Rewrite every line of the items below, starting at the line containing "of the shirtless" and running through the end of the items, with both ends included. Keep the requests word for word, but multiply each coordinate in the answers by 0.3, round it to a whole number with halves going up, and omit the pictures.

begin RECORDS FOR THIS TASK

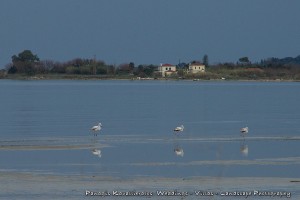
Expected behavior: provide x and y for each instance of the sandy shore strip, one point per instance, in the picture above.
(32, 185)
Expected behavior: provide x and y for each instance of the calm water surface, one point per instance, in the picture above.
(45, 127)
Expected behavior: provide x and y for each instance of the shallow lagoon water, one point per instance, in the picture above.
(45, 128)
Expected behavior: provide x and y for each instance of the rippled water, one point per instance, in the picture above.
(45, 128)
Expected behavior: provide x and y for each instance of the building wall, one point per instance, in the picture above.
(166, 69)
(196, 68)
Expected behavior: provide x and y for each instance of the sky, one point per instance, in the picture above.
(150, 31)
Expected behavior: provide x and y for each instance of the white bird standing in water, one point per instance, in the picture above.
(179, 151)
(96, 128)
(179, 128)
(244, 131)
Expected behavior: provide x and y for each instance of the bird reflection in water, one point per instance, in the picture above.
(97, 152)
(244, 149)
(178, 151)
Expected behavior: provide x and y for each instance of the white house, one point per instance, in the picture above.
(167, 69)
(196, 67)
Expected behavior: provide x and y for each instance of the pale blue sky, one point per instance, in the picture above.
(150, 31)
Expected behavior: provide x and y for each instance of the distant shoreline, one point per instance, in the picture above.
(101, 77)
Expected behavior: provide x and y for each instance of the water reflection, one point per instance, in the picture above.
(244, 149)
(178, 151)
(97, 152)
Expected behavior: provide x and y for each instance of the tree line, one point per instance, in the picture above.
(29, 64)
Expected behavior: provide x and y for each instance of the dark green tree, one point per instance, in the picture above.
(244, 60)
(25, 62)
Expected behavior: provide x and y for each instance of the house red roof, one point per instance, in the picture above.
(196, 63)
(166, 65)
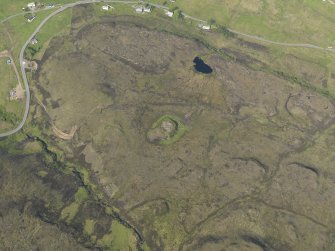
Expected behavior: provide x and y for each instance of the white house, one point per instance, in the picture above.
(147, 10)
(31, 5)
(30, 19)
(106, 7)
(169, 13)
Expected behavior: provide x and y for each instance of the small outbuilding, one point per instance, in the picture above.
(34, 40)
(31, 18)
(147, 9)
(169, 13)
(106, 7)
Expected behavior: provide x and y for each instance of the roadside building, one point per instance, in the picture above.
(147, 9)
(106, 7)
(139, 10)
(12, 94)
(31, 6)
(50, 6)
(31, 18)
(169, 13)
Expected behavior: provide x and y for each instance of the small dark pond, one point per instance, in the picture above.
(200, 66)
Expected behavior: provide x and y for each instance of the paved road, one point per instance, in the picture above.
(66, 6)
(21, 58)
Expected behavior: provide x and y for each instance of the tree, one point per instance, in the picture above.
(211, 21)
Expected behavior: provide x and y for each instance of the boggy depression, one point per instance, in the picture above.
(226, 182)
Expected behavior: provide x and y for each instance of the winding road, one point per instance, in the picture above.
(70, 5)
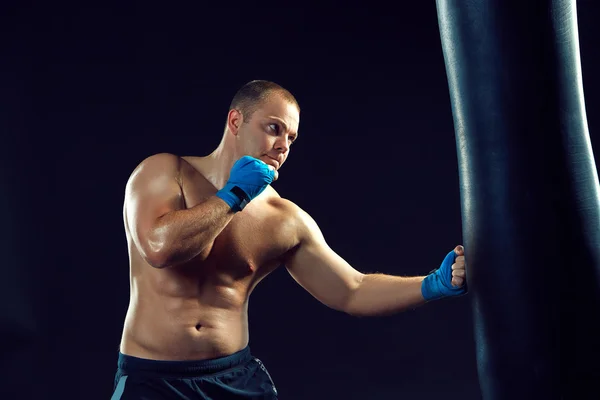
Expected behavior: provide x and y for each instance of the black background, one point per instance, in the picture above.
(88, 90)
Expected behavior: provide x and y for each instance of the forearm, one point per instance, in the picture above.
(181, 235)
(380, 294)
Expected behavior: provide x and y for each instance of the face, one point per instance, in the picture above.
(269, 133)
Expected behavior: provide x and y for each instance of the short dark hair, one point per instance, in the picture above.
(250, 96)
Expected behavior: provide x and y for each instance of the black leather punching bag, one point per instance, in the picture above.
(529, 194)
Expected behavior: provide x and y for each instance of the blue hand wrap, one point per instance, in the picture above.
(248, 178)
(438, 284)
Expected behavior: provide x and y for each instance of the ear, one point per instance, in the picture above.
(234, 121)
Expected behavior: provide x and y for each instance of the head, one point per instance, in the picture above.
(262, 122)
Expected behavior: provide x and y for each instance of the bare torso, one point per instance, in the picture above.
(198, 310)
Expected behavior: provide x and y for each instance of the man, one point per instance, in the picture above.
(203, 231)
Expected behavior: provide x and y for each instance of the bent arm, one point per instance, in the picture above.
(164, 231)
(334, 282)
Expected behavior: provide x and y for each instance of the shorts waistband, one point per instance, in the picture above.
(130, 364)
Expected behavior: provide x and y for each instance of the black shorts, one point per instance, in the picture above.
(238, 376)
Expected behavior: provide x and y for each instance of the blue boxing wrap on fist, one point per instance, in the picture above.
(438, 284)
(248, 178)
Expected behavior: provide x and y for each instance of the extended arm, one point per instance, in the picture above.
(330, 279)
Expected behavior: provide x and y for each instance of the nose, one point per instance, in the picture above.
(282, 144)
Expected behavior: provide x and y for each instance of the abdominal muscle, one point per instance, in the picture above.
(162, 325)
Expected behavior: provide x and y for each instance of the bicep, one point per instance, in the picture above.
(152, 192)
(320, 270)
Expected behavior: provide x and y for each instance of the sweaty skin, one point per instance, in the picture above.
(199, 309)
(194, 262)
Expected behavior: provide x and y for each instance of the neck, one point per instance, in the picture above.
(221, 161)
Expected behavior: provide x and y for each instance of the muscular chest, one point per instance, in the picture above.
(254, 241)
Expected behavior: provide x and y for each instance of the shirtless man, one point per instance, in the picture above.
(203, 231)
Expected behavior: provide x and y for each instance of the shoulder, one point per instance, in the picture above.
(154, 171)
(303, 225)
(157, 164)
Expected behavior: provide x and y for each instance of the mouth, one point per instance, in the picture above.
(273, 162)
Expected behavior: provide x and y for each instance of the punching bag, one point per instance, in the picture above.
(530, 198)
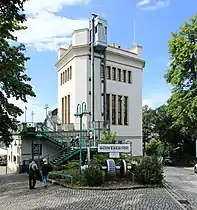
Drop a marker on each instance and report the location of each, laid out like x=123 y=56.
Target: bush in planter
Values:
x=92 y=176
x=149 y=171
x=72 y=165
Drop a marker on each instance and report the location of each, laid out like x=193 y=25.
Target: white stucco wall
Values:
x=25 y=151
x=79 y=86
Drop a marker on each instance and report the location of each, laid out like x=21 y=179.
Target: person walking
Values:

end RECORDS FOR THIS TASK

EXPECTED ANSWER
Expected behavior: provide x and y for each instance of the shirtless man, one point per instance, in the picture above.
(61, 69)
Expected behavior: provide x and y for each instance of the shoulder, one point per instance, in the picture above.
(46, 51)
(91, 68)
(47, 49)
Expected behavior: provide x and y for each instance of the mouth, one point per instance, in the picture above.
(82, 49)
Expected behavior: provide x and y for each instance of the punching bag, one point per instance, in the picture above.
(159, 59)
Drop a marker on each instance and report the location of each, laid out like x=123 y=56.
Target: bush in planter
Values:
x=28 y=53
x=45 y=51
x=22 y=50
Drop a marker on each instance and report the location of each, laid out like x=193 y=25.
Target: white stucco wall
Values:
x=8 y=45
x=24 y=26
Drop a marker on each instance and report the location of each, laid out like x=21 y=179.
Target: person walking
Values:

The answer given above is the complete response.